Object position labeling entries:
>>>>>

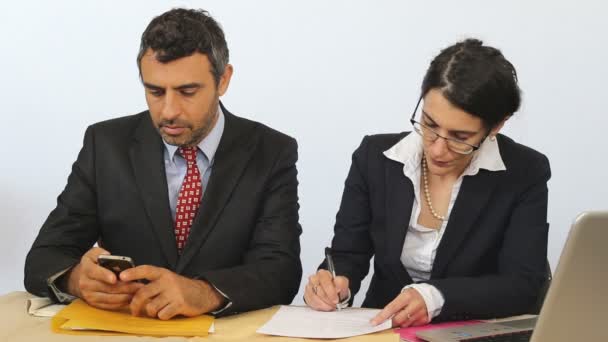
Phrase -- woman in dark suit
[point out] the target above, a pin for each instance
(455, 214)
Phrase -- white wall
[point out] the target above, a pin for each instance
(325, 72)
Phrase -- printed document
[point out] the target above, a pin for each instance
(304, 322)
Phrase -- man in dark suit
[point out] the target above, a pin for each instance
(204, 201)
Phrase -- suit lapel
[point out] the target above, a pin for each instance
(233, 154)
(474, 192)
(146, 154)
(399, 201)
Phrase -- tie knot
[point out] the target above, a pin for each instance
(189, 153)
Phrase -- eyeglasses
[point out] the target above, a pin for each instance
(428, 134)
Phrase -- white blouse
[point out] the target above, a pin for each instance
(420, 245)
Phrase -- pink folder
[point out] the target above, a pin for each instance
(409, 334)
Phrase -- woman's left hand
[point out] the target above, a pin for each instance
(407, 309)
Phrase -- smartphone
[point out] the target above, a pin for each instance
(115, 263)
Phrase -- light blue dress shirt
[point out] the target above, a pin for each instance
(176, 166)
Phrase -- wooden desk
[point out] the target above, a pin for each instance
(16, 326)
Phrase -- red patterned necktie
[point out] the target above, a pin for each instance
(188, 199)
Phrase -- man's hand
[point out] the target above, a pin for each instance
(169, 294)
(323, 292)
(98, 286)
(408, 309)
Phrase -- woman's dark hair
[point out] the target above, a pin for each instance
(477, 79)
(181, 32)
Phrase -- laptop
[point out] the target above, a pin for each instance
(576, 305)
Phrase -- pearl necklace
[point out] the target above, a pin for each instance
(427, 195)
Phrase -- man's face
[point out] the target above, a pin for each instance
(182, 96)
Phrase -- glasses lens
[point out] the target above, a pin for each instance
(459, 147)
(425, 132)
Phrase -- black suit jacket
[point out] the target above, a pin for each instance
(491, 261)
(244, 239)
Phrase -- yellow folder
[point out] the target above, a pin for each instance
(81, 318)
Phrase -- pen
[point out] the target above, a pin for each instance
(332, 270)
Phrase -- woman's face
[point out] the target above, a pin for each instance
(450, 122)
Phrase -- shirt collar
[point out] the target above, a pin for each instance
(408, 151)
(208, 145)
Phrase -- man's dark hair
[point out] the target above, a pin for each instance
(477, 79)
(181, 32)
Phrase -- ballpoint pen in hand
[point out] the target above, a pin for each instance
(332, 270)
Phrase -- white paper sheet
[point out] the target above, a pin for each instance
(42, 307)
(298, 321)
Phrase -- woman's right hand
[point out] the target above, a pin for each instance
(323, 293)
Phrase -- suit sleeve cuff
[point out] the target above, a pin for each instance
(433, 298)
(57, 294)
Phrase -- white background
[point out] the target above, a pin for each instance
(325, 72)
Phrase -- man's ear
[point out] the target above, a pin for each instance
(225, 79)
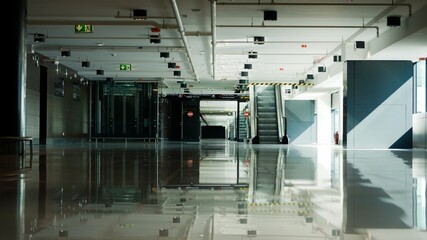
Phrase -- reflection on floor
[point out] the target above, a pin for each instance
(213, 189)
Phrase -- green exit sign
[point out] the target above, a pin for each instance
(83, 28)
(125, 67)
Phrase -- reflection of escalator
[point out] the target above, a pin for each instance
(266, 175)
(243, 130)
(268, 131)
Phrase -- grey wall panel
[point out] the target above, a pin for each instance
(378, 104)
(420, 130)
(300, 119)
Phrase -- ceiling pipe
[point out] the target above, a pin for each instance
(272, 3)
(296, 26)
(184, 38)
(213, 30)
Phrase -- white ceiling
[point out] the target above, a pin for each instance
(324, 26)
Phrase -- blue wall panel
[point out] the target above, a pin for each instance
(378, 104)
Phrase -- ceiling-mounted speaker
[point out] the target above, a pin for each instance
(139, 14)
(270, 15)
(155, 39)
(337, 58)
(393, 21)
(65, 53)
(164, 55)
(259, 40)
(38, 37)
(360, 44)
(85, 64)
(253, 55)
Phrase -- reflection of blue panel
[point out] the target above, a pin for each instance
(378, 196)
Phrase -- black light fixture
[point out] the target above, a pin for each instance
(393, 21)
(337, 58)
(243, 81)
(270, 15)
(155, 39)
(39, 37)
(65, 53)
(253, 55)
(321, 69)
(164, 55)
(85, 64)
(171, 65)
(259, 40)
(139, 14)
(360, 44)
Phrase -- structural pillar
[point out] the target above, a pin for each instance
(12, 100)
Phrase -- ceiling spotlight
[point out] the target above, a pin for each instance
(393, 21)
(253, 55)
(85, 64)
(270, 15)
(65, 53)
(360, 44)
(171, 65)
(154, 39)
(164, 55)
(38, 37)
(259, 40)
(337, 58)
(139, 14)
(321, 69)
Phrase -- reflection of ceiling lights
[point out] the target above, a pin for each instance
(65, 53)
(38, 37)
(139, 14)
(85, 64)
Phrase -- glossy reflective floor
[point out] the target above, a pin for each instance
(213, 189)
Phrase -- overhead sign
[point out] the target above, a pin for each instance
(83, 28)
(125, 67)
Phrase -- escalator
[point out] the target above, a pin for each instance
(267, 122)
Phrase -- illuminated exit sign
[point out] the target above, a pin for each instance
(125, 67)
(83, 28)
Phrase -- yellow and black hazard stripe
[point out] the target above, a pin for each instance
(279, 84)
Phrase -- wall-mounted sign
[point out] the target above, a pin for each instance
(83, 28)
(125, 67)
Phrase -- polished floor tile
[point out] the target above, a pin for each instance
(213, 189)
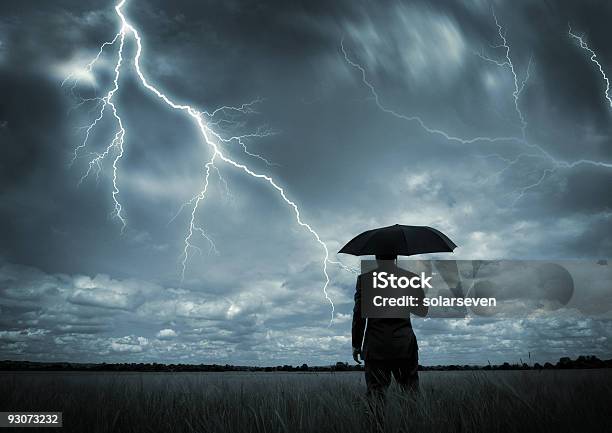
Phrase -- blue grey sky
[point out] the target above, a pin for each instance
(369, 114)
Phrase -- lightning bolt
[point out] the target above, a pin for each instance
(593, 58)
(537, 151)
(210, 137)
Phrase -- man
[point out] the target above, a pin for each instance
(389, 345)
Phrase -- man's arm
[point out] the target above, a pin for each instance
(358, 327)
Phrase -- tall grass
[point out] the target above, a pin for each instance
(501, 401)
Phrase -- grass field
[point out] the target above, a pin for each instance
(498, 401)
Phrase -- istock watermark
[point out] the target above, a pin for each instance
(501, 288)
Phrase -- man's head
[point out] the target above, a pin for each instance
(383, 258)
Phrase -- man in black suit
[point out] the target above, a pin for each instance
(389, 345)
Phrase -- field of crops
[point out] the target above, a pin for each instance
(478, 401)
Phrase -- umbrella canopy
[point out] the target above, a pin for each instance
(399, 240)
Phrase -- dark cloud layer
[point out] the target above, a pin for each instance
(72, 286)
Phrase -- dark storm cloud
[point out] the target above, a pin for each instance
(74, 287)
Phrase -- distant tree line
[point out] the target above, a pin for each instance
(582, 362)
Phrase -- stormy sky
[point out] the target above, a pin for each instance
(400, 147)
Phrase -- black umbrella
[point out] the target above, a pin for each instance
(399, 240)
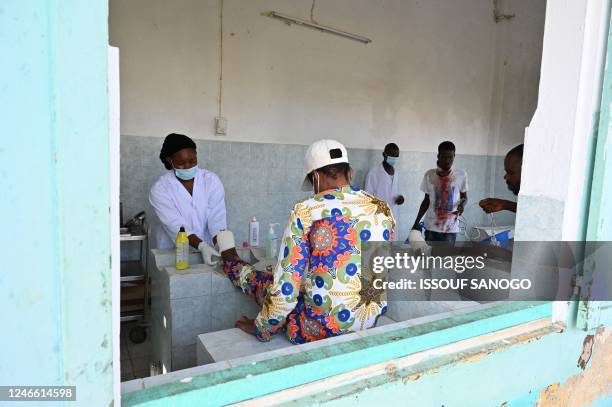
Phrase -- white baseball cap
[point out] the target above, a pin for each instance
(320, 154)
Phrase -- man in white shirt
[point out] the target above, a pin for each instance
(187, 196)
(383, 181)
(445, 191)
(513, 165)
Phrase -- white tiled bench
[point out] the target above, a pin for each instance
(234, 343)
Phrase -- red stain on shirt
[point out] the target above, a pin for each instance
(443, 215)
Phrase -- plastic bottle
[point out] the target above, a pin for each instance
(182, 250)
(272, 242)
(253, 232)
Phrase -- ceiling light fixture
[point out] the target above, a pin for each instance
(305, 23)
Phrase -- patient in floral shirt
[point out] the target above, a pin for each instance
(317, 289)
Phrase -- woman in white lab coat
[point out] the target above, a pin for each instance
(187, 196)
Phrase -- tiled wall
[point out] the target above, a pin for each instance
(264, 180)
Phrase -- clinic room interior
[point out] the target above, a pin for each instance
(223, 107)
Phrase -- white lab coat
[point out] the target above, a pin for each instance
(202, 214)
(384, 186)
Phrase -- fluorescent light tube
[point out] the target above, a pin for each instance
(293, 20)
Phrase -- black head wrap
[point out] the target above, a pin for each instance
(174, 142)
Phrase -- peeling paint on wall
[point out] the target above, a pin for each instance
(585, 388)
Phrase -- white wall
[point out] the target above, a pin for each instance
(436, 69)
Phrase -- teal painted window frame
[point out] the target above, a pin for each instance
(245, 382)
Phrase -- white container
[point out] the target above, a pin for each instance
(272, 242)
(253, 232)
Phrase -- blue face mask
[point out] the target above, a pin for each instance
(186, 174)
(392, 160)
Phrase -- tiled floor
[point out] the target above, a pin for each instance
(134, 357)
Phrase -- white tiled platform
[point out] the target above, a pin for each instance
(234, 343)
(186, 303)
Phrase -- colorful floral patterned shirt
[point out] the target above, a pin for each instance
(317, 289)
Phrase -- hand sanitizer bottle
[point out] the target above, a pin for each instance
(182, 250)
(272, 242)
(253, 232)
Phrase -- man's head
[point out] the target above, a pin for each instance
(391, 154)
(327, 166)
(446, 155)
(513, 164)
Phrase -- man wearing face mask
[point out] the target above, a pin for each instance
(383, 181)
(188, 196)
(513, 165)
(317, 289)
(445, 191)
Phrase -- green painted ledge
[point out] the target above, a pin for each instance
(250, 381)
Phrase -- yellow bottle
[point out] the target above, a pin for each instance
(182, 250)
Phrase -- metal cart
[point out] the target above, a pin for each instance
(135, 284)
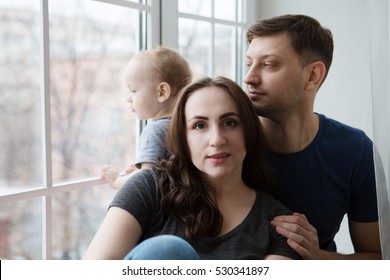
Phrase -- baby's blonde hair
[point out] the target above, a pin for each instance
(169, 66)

<<<<<
>>>>>

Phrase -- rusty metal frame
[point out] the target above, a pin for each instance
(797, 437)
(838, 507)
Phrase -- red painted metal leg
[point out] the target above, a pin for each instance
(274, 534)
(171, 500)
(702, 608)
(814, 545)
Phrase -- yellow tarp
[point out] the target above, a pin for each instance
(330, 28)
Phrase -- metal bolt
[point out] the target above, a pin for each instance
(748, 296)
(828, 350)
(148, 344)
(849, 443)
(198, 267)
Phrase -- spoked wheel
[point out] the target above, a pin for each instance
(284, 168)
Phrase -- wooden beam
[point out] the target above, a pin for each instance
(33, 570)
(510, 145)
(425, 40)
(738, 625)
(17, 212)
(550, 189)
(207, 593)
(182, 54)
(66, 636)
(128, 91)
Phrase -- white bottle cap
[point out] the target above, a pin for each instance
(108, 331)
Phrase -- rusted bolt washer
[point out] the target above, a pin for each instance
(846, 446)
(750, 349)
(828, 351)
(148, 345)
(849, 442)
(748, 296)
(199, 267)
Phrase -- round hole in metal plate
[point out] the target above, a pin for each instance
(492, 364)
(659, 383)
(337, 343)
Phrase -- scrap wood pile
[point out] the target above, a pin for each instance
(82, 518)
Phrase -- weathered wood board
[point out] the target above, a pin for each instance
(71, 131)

<<<<<
>>>>>

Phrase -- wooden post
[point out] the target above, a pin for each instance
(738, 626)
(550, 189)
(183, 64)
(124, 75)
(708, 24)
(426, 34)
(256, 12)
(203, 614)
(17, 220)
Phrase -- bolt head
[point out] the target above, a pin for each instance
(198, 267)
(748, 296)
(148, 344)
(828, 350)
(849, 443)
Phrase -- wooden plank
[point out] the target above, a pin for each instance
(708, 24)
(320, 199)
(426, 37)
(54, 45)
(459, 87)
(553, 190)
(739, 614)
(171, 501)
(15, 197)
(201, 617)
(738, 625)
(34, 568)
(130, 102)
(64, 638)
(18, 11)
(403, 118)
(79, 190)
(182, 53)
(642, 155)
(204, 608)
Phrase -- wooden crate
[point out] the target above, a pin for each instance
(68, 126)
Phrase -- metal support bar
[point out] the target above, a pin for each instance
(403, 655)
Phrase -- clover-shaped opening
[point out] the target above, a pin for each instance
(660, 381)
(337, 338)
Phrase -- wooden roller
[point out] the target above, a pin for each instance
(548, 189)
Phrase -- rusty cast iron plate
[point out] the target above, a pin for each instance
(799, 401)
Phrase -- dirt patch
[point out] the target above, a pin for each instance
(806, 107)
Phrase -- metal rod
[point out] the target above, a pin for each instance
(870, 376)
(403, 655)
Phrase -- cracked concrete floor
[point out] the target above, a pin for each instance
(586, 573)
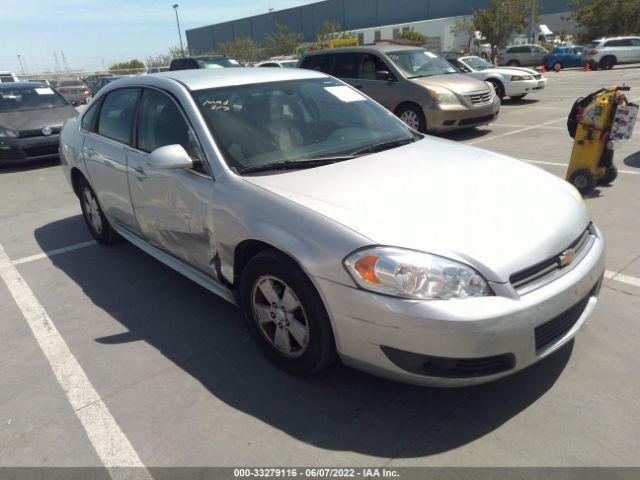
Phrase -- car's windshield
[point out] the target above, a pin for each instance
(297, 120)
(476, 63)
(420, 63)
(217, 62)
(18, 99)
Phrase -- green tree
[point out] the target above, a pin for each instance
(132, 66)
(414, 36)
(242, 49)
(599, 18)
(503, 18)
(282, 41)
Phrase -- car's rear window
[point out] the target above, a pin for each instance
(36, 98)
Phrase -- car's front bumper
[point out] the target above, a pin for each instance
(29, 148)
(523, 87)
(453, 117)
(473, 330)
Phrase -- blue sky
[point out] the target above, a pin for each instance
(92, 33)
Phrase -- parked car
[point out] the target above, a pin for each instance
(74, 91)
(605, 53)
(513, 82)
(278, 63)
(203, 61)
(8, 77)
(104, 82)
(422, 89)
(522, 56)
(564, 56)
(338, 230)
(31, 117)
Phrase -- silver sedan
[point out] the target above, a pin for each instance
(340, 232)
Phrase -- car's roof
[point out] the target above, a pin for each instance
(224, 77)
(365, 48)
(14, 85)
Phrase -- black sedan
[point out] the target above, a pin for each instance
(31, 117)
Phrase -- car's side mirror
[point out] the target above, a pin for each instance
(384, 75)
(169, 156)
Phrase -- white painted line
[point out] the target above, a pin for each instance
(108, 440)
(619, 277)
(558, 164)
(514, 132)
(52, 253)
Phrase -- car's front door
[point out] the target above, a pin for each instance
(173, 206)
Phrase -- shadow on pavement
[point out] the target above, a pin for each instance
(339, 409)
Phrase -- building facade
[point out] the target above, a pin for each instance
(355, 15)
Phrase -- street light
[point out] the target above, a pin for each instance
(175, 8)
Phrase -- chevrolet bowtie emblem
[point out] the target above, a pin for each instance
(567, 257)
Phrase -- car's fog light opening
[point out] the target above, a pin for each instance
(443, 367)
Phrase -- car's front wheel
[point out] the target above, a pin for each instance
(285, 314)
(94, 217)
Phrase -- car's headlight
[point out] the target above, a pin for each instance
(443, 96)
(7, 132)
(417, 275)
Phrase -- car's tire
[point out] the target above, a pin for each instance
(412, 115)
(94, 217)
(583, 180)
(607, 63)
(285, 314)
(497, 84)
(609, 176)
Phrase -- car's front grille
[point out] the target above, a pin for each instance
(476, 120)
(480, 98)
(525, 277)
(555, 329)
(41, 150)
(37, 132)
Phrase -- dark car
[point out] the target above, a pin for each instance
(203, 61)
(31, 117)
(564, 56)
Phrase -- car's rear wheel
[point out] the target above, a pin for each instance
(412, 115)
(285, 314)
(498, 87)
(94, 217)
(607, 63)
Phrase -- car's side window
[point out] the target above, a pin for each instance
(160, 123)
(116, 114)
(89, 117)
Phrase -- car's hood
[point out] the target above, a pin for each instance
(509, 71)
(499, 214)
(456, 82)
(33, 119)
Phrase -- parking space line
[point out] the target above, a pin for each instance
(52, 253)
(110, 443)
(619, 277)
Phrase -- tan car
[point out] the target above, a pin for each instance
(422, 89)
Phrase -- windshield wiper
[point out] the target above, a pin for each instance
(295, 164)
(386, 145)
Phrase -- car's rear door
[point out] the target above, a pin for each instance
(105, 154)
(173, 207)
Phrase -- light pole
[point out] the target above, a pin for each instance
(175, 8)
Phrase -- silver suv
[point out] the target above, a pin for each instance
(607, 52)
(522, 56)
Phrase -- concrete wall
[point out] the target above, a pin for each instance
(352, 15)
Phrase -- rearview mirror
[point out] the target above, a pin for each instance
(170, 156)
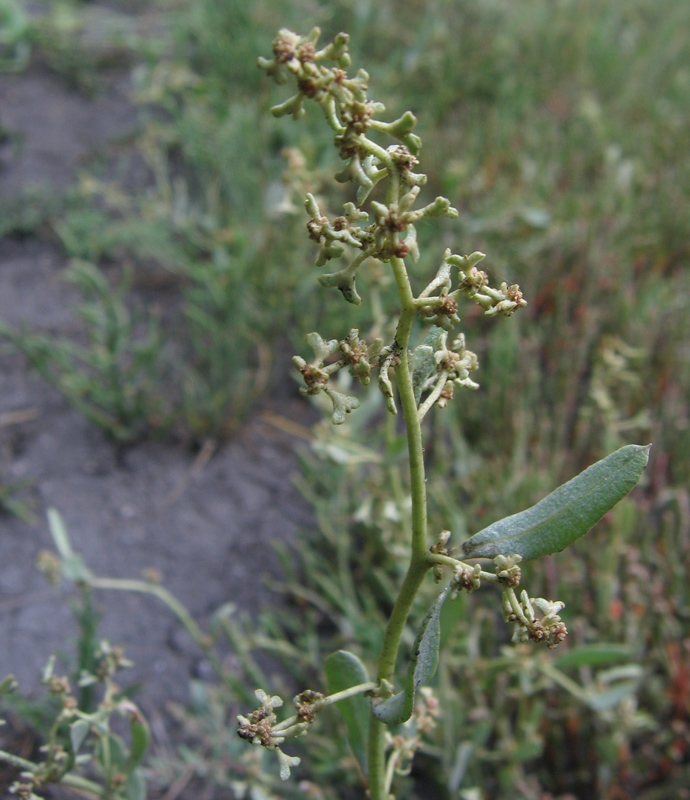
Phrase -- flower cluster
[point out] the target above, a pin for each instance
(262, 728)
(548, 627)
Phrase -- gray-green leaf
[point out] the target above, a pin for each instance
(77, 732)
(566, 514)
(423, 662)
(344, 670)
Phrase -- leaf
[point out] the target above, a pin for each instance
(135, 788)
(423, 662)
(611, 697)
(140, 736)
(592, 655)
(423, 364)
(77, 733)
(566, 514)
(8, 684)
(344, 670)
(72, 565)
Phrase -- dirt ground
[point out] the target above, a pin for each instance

<<<<<

→ Set task:
Pull out every line of the material above that contains the word "umbrella" and list those lines.

→ Full solution:
Phrase -- umbrella canopy
Phrase -- black umbrella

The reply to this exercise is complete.